[start EXTRACTED MATERIAL]

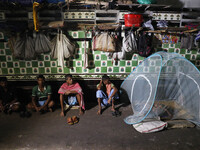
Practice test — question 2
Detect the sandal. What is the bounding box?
[72,116,78,124]
[112,110,121,117]
[67,117,74,125]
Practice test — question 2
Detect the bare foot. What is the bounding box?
[97,110,101,115]
[79,110,83,115]
[111,108,115,112]
[60,111,65,117]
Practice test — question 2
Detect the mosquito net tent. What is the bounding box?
[120,52,200,126]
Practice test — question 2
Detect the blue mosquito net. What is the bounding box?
[120,52,200,126]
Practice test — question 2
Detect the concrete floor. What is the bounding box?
[0,106,200,150]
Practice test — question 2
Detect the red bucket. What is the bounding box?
[124,14,143,27]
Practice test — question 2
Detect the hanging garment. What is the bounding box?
[138,32,152,57]
[122,31,137,52]
[35,33,52,54]
[51,31,75,67]
[8,36,17,53]
[84,31,89,69]
[194,31,200,46]
[25,34,36,60]
[13,33,36,60]
[33,2,40,32]
[180,34,194,50]
[112,36,126,60]
[13,34,25,59]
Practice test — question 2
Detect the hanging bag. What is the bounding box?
[138,32,152,57]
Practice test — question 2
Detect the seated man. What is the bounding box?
[96,75,119,116]
[27,75,54,113]
[58,74,85,116]
[0,77,20,114]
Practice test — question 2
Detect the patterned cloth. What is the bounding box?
[96,89,119,106]
[58,82,85,110]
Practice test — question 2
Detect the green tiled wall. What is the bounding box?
[0,31,200,80]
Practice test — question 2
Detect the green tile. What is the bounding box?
[95,61,101,67]
[50,57,57,61]
[149,67,155,73]
[163,44,169,48]
[196,55,200,60]
[32,61,38,67]
[7,62,13,68]
[156,47,163,52]
[113,67,119,73]
[26,68,33,74]
[78,31,85,38]
[14,68,20,74]
[37,55,44,61]
[51,67,57,73]
[19,61,26,67]
[64,67,70,74]
[107,60,113,67]
[94,51,101,54]
[44,61,51,67]
[0,56,6,62]
[76,67,82,73]
[73,61,76,67]
[132,61,138,66]
[0,42,4,49]
[75,55,82,60]
[1,68,8,75]
[101,55,108,60]
[192,50,197,54]
[69,61,73,68]
[125,67,132,72]
[185,54,190,60]
[5,49,12,55]
[119,60,126,67]
[39,68,45,74]
[89,68,95,73]
[175,43,181,48]
[180,49,186,54]
[77,41,82,48]
[138,56,145,60]
[101,67,107,73]
[88,55,94,60]
[126,53,132,60]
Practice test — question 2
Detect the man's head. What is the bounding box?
[102,75,110,85]
[37,75,45,85]
[0,77,7,87]
[65,74,73,85]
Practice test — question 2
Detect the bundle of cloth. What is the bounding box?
[8,31,52,60]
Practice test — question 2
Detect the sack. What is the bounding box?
[112,37,126,60]
[133,120,167,133]
[137,32,152,57]
[122,32,137,52]
[92,33,116,52]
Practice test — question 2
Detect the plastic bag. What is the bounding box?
[137,0,157,4]
[92,33,116,52]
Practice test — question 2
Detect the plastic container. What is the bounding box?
[124,14,143,27]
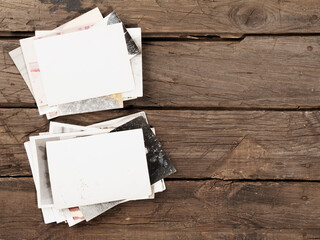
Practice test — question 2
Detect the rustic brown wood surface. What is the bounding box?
[0,0,320,240]
[0,36,320,108]
[0,178,320,240]
[0,0,320,36]
[0,109,320,180]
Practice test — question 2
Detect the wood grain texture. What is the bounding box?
[0,36,320,108]
[0,109,320,180]
[0,0,320,36]
[0,178,320,240]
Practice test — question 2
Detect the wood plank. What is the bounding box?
[0,36,320,108]
[0,0,320,36]
[0,109,320,180]
[0,178,320,240]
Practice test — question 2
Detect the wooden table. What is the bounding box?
[0,0,320,240]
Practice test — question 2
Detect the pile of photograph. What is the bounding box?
[24,112,176,226]
[9,8,143,119]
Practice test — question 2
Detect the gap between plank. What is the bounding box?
[0,31,320,42]
[0,104,320,113]
[0,175,320,183]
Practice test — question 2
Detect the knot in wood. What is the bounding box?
[229,4,268,29]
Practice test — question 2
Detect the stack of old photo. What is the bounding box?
[10,8,143,119]
[25,112,176,226]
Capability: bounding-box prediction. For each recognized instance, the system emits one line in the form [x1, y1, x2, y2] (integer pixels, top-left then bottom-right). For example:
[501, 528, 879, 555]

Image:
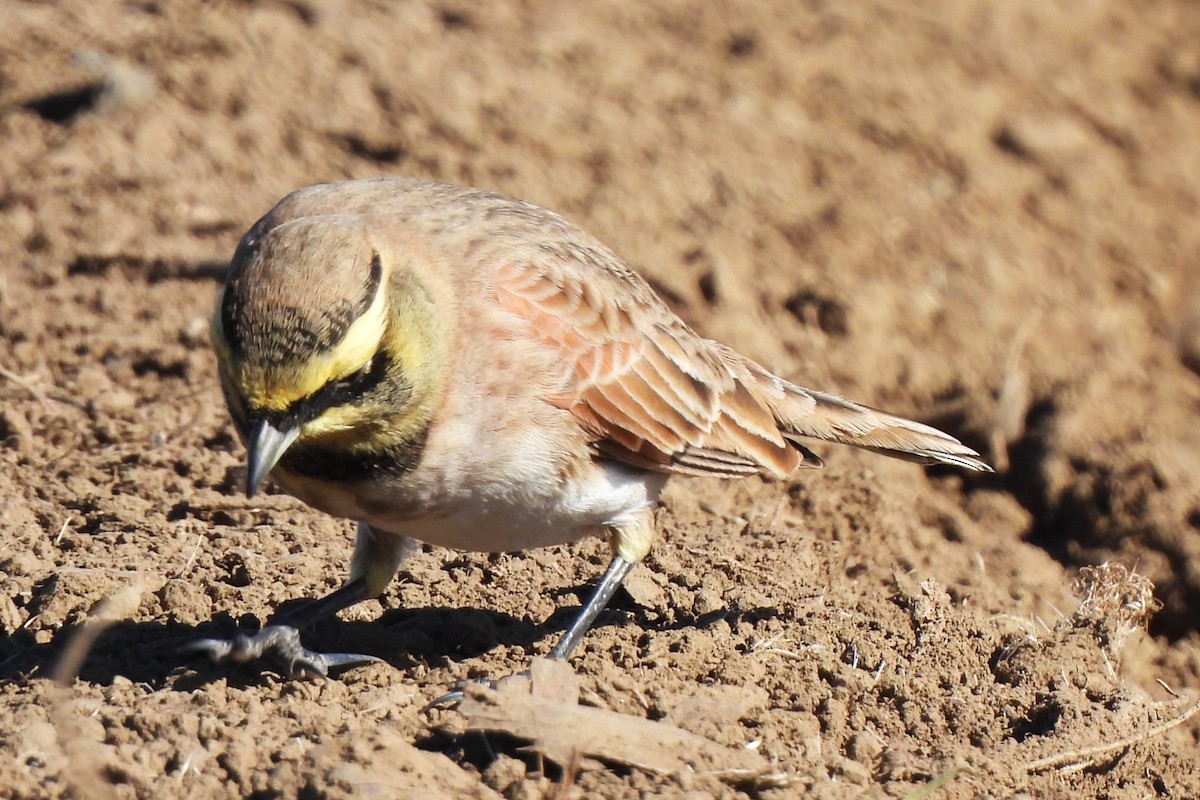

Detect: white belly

[end EXTRACTED MATERIAL]

GIVEN TASK:
Transcribe all the data word for word; the images stay out.

FINISHED EXERCISE:
Practice test — question 2
Detect the sandal. What is the bounding box?
[72,116,78,124]
[112,110,121,117]
[67,117,74,125]
Practice test — question 2
Detect the bare foot. What is the bounding box?
[97,110,101,115]
[79,110,83,115]
[111,108,115,112]
[60,111,65,117]
Practice test — question 2
Detect the mosquito net tent. What is the bounding box?
[120,52,200,126]
Practice test — question 2
Detect the blue mosquito net. What is the bounding box?
[120,52,200,126]
Practice test — question 2
Detect the concrete floor. What is the bounding box?
[0,106,200,150]
Practice test — question 2
Detect the red bucket. What is the bounding box?
[124,14,143,27]
Practice test — question 2
Detect the hanging garment. What is the bounding box?
[138,32,152,57]
[122,31,137,52]
[35,33,52,54]
[51,31,75,67]
[8,36,17,53]
[84,31,89,69]
[194,31,200,46]
[25,34,36,60]
[13,33,36,60]
[33,2,40,32]
[180,34,194,50]
[112,36,126,60]
[13,34,25,59]
Practice test — question 2
Detect the hanging bag. What is the bounding box?
[138,32,152,57]
Practice test — question 2
Detect the seated man. What is the bounding box?
[96,75,119,116]
[27,75,54,113]
[58,74,85,116]
[0,77,20,114]
Practice test — question 2
Detect the patterned cloth. What is the bounding box?
[96,89,119,106]
[58,82,85,110]
Practice test — question 2
Detect the green tiled wall. What is the bounding box?
[0,31,200,80]
Practice test — question 2
Detect the green tile. What is the bounding box?
[95,61,101,67]
[50,57,57,61]
[149,67,155,73]
[163,44,169,48]
[196,55,200,60]
[32,61,38,67]
[7,62,13,68]
[156,47,163,52]
[113,67,119,73]
[26,68,33,74]
[78,31,85,38]
[14,68,20,74]
[37,55,44,61]
[51,67,57,73]
[19,61,26,67]
[64,67,70,74]
[107,60,113,67]
[94,51,101,54]
[44,61,51,67]
[0,56,6,62]
[76,67,82,73]
[73,61,76,67]
[132,61,138,66]
[0,42,4,49]
[75,55,82,60]
[1,68,8,75]
[101,55,108,60]
[192,50,197,54]
[69,61,73,68]
[125,67,132,72]
[185,54,190,60]
[5,49,12,55]
[119,60,126,67]
[39,68,45,74]
[89,68,95,73]
[175,43,181,48]
[180,49,186,54]
[77,41,82,48]
[138,56,145,60]
[101,67,107,73]
[88,55,94,60]
[126,53,132,60]
Practice test — question 2
Detect the man's head. What is the bounding box?
[102,75,110,85]
[37,75,45,85]
[0,77,7,87]
[65,74,73,85]
Practice test — question 2
Detect the bundle of cloth. What is the bounding box?
[8,31,52,60]
Practice test — question 2
Detect the sack. What is the bounding box?
[112,37,126,60]
[133,120,167,133]
[137,32,152,57]
[122,32,137,52]
[92,33,116,52]
Practice test — question 2
Detect the plastic bag. What is the bounding box?
[137,0,157,4]
[92,33,116,52]
Practice test — question 2
Detect the plastic container. What is the bounding box?
[124,14,143,27]
Practice test — question 2
Detect the rustic brown wood surface. What is the bounding box?
[0,0,320,240]
[0,36,320,108]
[0,178,320,240]
[0,0,320,36]
[0,109,320,180]
Practice test — question 2
Detect the wood grain texture. What is the bounding box?
[0,36,320,108]
[0,109,320,180]
[0,0,320,36]
[0,178,320,240]
Practice test — question 2
Detect the wood plank. What is the bounding box?
[0,36,320,108]
[0,0,320,36]
[0,109,320,180]
[0,178,320,240]
Practice test — question 2
Detect the wooden table. What is the bounding box?
[0,0,320,240]
Practice test — question 2
Detect the pile of photograph. What is the bounding box?
[24,112,176,226]
[9,8,143,119]
Practice test — question 2
Detect the gap between plank. What is the bounding box?
[0,31,320,42]
[0,104,320,113]
[0,175,320,183]
Practice test — question 2
Detect the knot in wood. What is the bounding box?
[229,4,268,29]
Practice test — question 2
Detect the stack of old photo. What is the bounding box?
[10,8,143,119]
[25,112,176,226]
Capability: bounding-box prediction. For each recognized instance, the system emits one line in the form [x1, y1, x2, y2] (integer pixels, top-left then bottom-right). For example:
[501, 528, 879, 555]

Image:

Detect: white belly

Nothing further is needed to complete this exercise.